## Goal
Retype the passage of the Rosalind P. Petchesky biography from "Rosalind Pollack Petchesky (born" to "of reproductive rights.", keeping every word and mark as it appears.

## Text segment
((
= Rosalind P. Petchesky =

American political scientist (born 1942)

Rosalind Pollack Petchesky (born August 16, 1942) is an American political scientist, and Distinguished Professor of Political Science at Hunter College, City University of New York. She is the founder of the International Reproductive Rights Research Action Group (IRRAG).

== Early life and education ==
Rosalind Pollack Petchesky was born in Bay City, Texas to Roberta Friedman and Simon Pollack. She grew up in Tulsa, Oklahoma in a Liberal Zionist family.

Petchesky graduated from Smith College summa cum laude, and has a Ph.D. in political science from Columbia University. She previously taught at Ramapo College.

== Career ==
Petchesky is known for incorporating differing theoretical frameworks, including ethics, political philosophy, history, political science, and others, into the study of reproductive rights.
))
[Excerpts from point annotation data]
((
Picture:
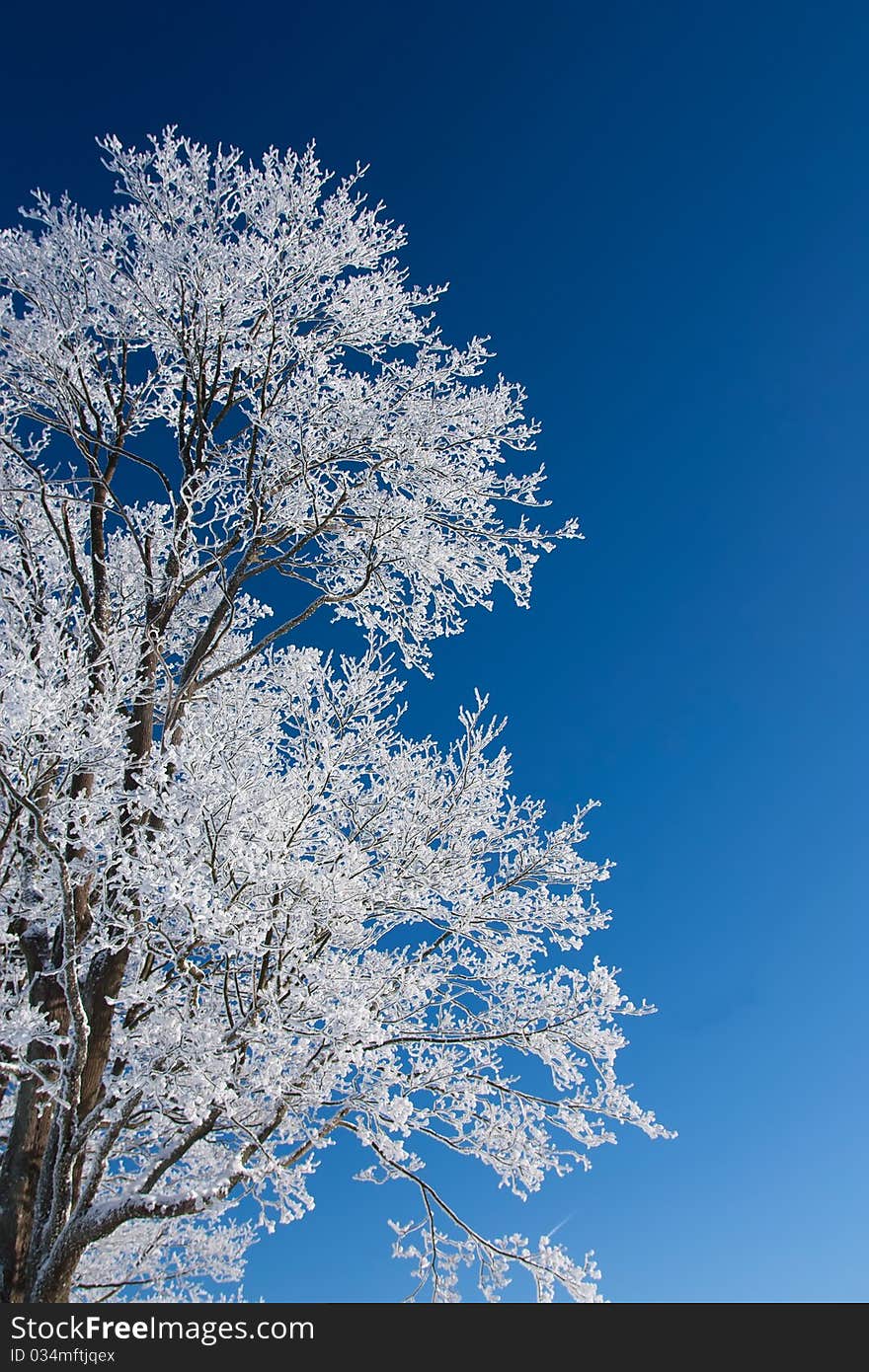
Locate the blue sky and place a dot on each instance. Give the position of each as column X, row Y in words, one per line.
column 661, row 215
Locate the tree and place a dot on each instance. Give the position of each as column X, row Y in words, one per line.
column 245, row 910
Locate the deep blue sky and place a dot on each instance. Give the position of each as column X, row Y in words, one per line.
column 661, row 213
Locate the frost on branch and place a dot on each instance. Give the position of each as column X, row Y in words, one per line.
column 243, row 908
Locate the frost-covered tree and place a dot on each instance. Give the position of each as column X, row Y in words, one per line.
column 242, row 910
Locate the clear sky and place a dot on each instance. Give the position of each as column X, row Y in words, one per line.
column 661, row 214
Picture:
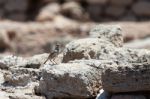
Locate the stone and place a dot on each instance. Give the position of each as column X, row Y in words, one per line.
column 35, row 61
column 77, row 79
column 131, row 74
column 73, row 10
column 138, row 44
column 18, row 16
column 48, row 12
column 111, row 33
column 129, row 17
column 103, row 95
column 95, row 11
column 121, row 3
column 16, row 80
column 12, row 5
column 141, row 8
column 128, row 97
column 87, row 48
column 115, row 11
column 97, row 1
column 11, row 61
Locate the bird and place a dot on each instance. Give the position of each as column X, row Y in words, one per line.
column 53, row 54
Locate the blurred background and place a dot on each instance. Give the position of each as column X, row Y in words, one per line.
column 29, row 27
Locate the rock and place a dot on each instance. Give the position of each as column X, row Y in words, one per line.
column 140, row 8
column 78, row 79
column 128, row 97
column 21, row 76
column 11, row 61
column 18, row 16
column 48, row 12
column 73, row 10
column 19, row 92
column 129, row 17
column 16, row 80
column 115, row 11
column 35, row 61
column 111, row 33
column 130, row 75
column 95, row 11
column 121, row 3
column 103, row 95
column 88, row 48
column 97, row 1
column 139, row 44
column 13, row 5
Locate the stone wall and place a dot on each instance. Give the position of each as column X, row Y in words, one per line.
column 97, row 10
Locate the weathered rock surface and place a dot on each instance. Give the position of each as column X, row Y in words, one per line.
column 88, row 48
column 103, row 95
column 140, row 8
column 48, row 12
column 128, row 97
column 139, row 44
column 129, row 76
column 103, row 40
column 111, row 33
column 78, row 79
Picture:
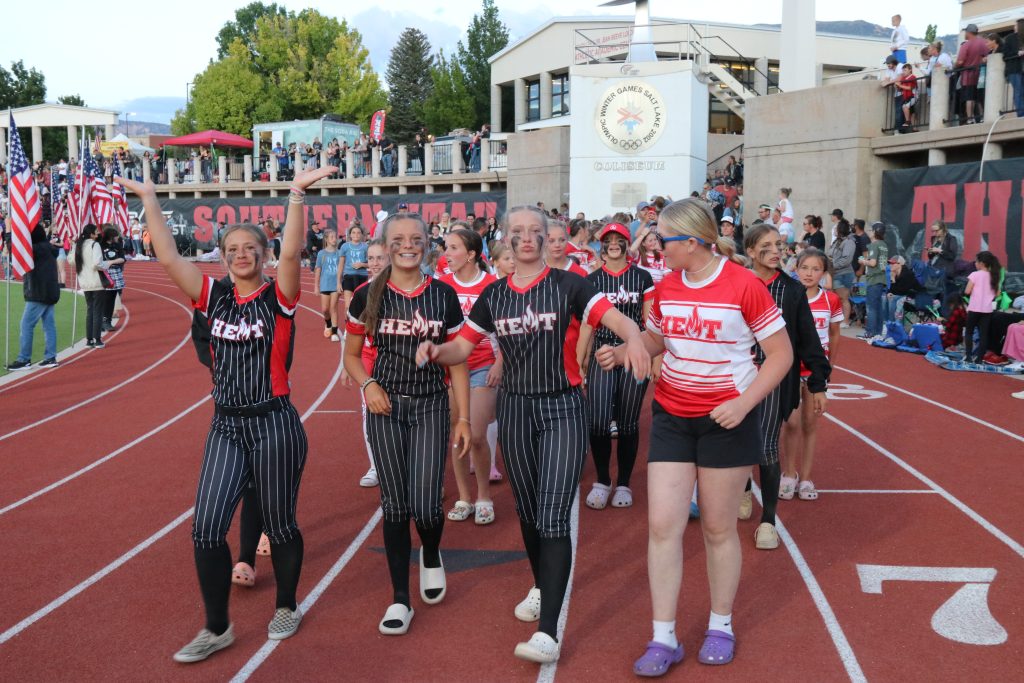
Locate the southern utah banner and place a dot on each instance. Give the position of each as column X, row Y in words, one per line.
column 983, row 214
column 196, row 219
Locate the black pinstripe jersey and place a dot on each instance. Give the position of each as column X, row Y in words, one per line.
column 538, row 328
column 250, row 341
column 430, row 312
column 627, row 290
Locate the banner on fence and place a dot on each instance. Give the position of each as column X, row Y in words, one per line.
column 985, row 214
column 196, row 219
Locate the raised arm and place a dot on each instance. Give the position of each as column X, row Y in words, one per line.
column 184, row 273
column 290, row 263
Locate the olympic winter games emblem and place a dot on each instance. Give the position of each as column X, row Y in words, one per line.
column 630, row 117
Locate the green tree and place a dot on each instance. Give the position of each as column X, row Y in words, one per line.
column 410, row 84
column 486, row 35
column 20, row 86
column 450, row 103
column 244, row 26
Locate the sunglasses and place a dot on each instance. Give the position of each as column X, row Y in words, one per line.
column 684, row 238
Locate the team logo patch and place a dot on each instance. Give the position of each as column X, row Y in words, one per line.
column 527, row 324
column 418, row 327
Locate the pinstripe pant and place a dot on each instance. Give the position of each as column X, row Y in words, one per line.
column 269, row 450
column 544, row 442
column 410, row 447
column 771, row 425
column 613, row 395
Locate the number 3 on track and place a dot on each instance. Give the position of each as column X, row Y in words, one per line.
column 852, row 392
column 965, row 617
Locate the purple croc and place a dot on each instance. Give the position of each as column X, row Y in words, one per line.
column 718, row 648
column 656, row 659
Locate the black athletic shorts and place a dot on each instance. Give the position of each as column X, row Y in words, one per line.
column 349, row 283
column 702, row 441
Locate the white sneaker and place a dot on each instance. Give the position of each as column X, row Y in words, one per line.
column 204, row 644
column 541, row 648
column 370, row 479
column 529, row 608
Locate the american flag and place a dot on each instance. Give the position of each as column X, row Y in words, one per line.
column 120, row 200
column 24, row 205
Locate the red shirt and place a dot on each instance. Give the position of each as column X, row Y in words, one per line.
column 709, row 332
column 483, row 353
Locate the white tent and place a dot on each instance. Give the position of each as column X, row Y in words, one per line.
column 134, row 146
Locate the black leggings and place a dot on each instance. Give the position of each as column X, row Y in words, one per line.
column 94, row 301
column 269, row 450
column 983, row 322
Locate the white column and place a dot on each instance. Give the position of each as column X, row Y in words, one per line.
column 496, row 109
column 37, row 143
column 939, row 103
column 520, row 101
column 545, row 94
column 994, row 86
column 72, row 142
column 798, row 57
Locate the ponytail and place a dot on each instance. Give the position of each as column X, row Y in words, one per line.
column 375, row 295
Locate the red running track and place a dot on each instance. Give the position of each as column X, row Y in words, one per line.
column 97, row 577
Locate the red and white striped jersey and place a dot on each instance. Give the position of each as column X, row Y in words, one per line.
column 483, row 354
column 709, row 331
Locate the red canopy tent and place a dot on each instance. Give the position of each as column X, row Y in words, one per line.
column 209, row 138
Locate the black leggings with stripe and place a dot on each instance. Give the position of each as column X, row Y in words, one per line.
column 270, row 452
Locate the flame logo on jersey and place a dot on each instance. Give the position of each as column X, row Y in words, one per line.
column 692, row 326
column 528, row 323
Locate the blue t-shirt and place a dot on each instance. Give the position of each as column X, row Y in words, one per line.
column 353, row 253
column 327, row 261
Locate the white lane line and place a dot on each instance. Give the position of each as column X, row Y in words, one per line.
column 846, row 653
column 110, row 456
column 114, row 388
column 967, row 416
column 40, row 613
column 876, row 491
column 270, row 645
column 65, row 357
column 955, row 502
column 548, row 671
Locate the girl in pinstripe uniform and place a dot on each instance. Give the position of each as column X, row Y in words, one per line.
column 614, row 395
column 409, row 419
column 256, row 433
column 542, row 417
column 765, row 246
column 708, row 313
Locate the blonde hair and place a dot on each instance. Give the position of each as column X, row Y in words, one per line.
column 692, row 217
))
## Task output
Rosalind Pollack Petchesky (born August 16, 1942) is an American political scientist, and Distinguished Professor of Political Science at Hunter College, City University of New York. She is the founder of the International Reproductive Rights Research Action Group (IRRAG).

== Early life and education ==
Rosalind Pollack Petchesky was born in Bay City, Texas to Roberta Friedman and Simon Pollack. She grew up in Tulsa, Oklahoma in a Liberal Zionist family.

Petchesky graduated from Smith College summa cum laude, and has a Ph.D. in political science from Columbia University. She previously taught at Ramapo College.

== Career ==
Petchesky is known for incorporating differing theoretical frameworks, including ethics, political philosophy, history, political science, and others, into the study of reproductive rights.